Reading text:
================================
Kavkaz Center, a Chechen rebel Web site, quoted a rebel source as saying Abu Walid had been praying Friday at a rebel base in the mountains of Chechnya when a bomb exploded next to him. He died from shrapnel wounds to his spine, it said. But Russian officials, usually keen to trumpet the deaths of prominent rebel leaders, were notably cautious in their statements Monday. "We have no intention of commenting on guesses, rumors or assumptions spread by the mass media," Col. Ilya Shabalkin, the chief spokesman for Russian forces in Chechnya, said, according to the Interfax news agency. Akhmad Kadyrov, the Kremlin-backed Chechen president, also would not confirm Abu Walid's death but said "if he really has been killed, we can only rejoice," the ITAR-Tass news agency reported. Kadyrov said several rebels who appeared to be of Arabic origin had been killed recently. At the same time, he warned that reports of the rebel's death could be "false information spread to allow rebel leaders to escape," Interfax reported.
================================
Given material:
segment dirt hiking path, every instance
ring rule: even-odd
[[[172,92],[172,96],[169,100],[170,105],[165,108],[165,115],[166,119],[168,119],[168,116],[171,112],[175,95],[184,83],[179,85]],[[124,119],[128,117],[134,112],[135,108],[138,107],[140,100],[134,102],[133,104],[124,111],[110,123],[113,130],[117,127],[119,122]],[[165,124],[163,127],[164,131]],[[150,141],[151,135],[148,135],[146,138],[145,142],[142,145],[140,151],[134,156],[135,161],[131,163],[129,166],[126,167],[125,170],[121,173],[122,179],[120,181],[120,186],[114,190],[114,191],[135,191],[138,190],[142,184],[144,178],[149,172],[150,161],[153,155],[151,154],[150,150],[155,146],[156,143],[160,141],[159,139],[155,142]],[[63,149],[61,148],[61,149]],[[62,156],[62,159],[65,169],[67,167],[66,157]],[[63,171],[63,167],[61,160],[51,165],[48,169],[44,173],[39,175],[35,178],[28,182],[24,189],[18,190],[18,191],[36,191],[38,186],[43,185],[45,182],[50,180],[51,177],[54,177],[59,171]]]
================================
Problems and tasks:
**A.** In the report on Abu Walid's reported death, where does the rebel source say he was praying when the bomb exploded?
**B.** Condense the paragraph of the report on Abu Walid's reported death that begins "Kavkaz Center, a Chechen rebel Web site" into a bulleted list of its main facts.
**C.** Continue the report on Abu Walid's reported death from its last sentence.

Answers to the exercises:
**A.** At a rebel base in the mountains of Chechnya.

**B.**
- Kavkaz Center, a Chechen rebel website, quoted a rebel source as saying Abu Walid was killed by a bomb that exploded next to him on Friday while he was praying at a rebel base in the mountains of Chechnya.
- He reportedly died from shrapnel wounds to his spine.
- Russian officials, who usually publicize the deaths of prominent rebel leaders, were cautious on Monday.
- Col. Ilya Shabalkin, chief spokesman for Russian forces in Chechnya, told Interfax that they would not comment on guesses, rumors or assumptions spread by the media.
- Akhmad Kadyrov, the Kremlin-backed Chechen president, would not confirm the death but said that if it were true, "we can only rejoice," according to ITAR-Tass.
- Kadyrov said several rebels who appeared to be of Arabic origin had been killed recently.
- He also warned, according to Interfax, that the reports could be false information meant to help rebel leaders escape.

**C.**
President Vladimir Putin's representative in southern Russia, Vladimir Yakovlev, voiced similar doubts, saying that reports about Abu Walid's death could be a "smoke screen" to help him flee. Abu Walid, an explosives expert believed to be in his 30s, had been reported killed five times before, the newspaper Kommersant said Monday. Russian authorities in November offered a $100,000 reward for the information on his whereabouts, Kommersant said. Russia's Federal Security Service has said that Abu Walid arrived in Chechnya after training in militant camps in Afghanistan and fighting alongside Muslims in Bosnia. It claims most of the suicide bombings in Russia in recent years were financed from abroad and organized by Abu Walid, whom it has called the head of al-Qaeda's "Arab emissaries" in Chechnya. Abu Walid was also seen as the money man for the rebels – receiving and distributing funds smuggled in from abroad to support the Chechens' fight.